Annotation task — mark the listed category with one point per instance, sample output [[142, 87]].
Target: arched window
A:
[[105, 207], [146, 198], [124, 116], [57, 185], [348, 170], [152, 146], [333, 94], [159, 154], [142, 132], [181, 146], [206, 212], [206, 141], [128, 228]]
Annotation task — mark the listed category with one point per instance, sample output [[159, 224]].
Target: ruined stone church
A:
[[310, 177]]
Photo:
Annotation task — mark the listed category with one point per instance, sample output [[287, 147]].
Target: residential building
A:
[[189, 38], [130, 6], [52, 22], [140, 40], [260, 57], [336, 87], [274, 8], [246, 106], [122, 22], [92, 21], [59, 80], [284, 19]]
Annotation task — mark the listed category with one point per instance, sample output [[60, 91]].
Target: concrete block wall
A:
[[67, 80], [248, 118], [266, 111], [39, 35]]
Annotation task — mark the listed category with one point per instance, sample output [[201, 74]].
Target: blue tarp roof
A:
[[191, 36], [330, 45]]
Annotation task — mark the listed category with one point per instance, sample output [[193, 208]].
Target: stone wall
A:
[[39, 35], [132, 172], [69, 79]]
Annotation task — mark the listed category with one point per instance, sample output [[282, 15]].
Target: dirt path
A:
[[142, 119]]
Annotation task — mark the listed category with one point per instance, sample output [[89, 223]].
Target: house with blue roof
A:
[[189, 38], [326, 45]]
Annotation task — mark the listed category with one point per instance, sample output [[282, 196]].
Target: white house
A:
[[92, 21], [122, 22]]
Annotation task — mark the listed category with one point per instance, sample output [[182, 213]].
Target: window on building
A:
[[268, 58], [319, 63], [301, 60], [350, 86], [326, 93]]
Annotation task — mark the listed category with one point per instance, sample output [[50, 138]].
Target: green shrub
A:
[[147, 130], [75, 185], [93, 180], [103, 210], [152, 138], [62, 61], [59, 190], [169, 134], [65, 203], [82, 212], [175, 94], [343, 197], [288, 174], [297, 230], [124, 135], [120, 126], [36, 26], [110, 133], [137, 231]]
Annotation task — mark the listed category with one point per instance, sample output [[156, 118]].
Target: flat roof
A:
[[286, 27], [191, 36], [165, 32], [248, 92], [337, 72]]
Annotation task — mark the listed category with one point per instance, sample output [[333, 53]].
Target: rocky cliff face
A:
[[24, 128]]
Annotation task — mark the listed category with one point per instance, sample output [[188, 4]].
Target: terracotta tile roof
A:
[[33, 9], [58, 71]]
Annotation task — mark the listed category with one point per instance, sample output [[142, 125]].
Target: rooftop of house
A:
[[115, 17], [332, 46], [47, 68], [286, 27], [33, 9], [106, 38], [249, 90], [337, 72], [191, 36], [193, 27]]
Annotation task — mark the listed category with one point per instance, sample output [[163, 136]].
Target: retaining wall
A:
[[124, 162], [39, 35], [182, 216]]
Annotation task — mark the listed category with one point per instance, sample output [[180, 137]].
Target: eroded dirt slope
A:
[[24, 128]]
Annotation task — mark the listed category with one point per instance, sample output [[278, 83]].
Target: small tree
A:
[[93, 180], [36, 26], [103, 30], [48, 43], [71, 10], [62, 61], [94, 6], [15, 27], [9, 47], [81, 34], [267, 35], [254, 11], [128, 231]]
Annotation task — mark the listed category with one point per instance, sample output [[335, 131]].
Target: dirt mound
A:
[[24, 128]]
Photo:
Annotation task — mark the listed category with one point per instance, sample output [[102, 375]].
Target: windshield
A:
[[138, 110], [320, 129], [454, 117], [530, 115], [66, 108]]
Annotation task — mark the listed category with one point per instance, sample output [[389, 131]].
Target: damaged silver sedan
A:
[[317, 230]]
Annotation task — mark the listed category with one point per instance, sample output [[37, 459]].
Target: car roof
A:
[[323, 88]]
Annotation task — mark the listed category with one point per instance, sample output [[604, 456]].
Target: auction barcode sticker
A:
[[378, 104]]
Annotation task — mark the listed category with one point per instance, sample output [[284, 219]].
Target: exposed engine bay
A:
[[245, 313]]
-------
> Direction
Copy every item above word for word, without changing anything.

> Solution for this task
Annotation task — mark the listed category with one point per instance, sample output [[142, 87]].
Target: arched window
A:
[[105, 207], [146, 198], [124, 116], [57, 185], [348, 170], [152, 146], [333, 94], [159, 154], [142, 132], [181, 146], [206, 212], [206, 141], [128, 228]]
Annotation task — mark the listed category with one point per instance, sample output [[159, 224]].
Target: ruined stone church
A:
[[310, 177]]
Photo:
Annotation task — mark the listed category with one point per instance, sample output [[287, 147]].
Target: residential building
A:
[[189, 38], [130, 6], [52, 22], [140, 40], [260, 57], [336, 87], [274, 8], [246, 106], [122, 22], [92, 21], [59, 80], [284, 19]]
Annotation task — mark the listed category with one point per instance, sample output [[60, 91]].
Target: concrete block wall
A:
[[67, 80], [248, 118], [266, 111], [39, 35]]
Annotation task — mark the listed category with one point per instance, sample output [[201, 74]].
Target: blue tarp roof
A:
[[191, 36], [330, 45]]
Annotation task — mark the listed category with one point per instance, sample output [[193, 208]].
Target: stone wall
A:
[[39, 35], [132, 172], [69, 79]]
Annotation task — mark the listed category with one point per instance, sample output [[282, 15]].
Target: dirt path
A:
[[142, 119]]
Annotation task — mark the listed category with one point per instance, sample output [[89, 223]].
Target: house with blue roof
A:
[[189, 38], [326, 45]]
Annotation task — mark the listed category with one point per instance, sample output [[282, 196]].
Target: white house
A:
[[92, 21], [122, 22]]
Annotation task — mark the listed category with one point per instance, sample output [[182, 213]].
Target: window on building
A:
[[268, 58], [319, 63], [301, 60], [350, 86], [326, 93]]
Annotation task — mark the listed category with one point per instance, sample output [[50, 138]].
Target: green shrub
A:
[[147, 130], [75, 185], [93, 180], [103, 210], [152, 138], [62, 61], [59, 190], [169, 134], [65, 203], [82, 212], [175, 94], [343, 197], [288, 174], [297, 230], [124, 135], [120, 126], [36, 26], [110, 133], [137, 231]]
Annotation task — mark the listed category with one point per instance, sample output [[156, 118]].
Target: flat roof
A:
[[286, 27], [191, 36], [165, 32], [248, 92], [337, 72]]
Annotation task — mark the listed category with one point per instance, sample output [[333, 53]].
Target: rocky cliff face
A:
[[24, 128]]
Annotation task — mark the listed category with one point per instance, sample output [[188, 4]].
Target: terracotta tile roof
A:
[[33, 9], [58, 71]]
Annotation task — mark the listed category with one point per instance, sample output [[142, 125]].
Target: rooftop of house
A:
[[115, 17], [332, 46], [47, 68], [286, 27], [33, 9], [106, 38], [249, 90], [337, 72], [191, 36], [193, 27]]
Annotation task — mark the listed category with one point per instance, sample output [[163, 136]].
Target: retaining wall
A:
[[124, 162], [39, 35], [182, 216]]
Annotation task — mark the listed category with one point per instance, sample output [[180, 137]].
Target: eroded dirt slope
A:
[[24, 128]]
Annotation task — mark the listed category with one point per instance, sample output [[278, 83]].
Target: small tree
A:
[[93, 180], [36, 26], [103, 30], [48, 43], [71, 10], [62, 61], [94, 6], [15, 27], [9, 47], [81, 34], [267, 35], [254, 11], [128, 231]]
Annotation task — mark the listed category with one point per instance, sample output [[335, 131]].
Target: dirt mound
A:
[[24, 128]]
Photo:
Annotation task — mark the listed category with one point per instance, sample output [[102, 375]].
Target: windshield
A:
[[138, 110], [320, 129], [454, 117], [530, 115], [66, 108]]
Annotation task — mark the listed category with one point per instance, sample output [[389, 131]].
Target: damaged silver sedan
A:
[[317, 230]]
Annotation task — mark the listed category with one point per instance, sample output [[37, 459]].
Target: car roof
A:
[[323, 88]]
Annotation task — mark the listed category with one point per instance, sample output [[604, 456]].
Target: auction barcode sticker
A:
[[378, 104]]
Annotation task — mark the listed category with one point per instance, sample output [[284, 219]].
Target: exposed engine bay
A:
[[245, 313]]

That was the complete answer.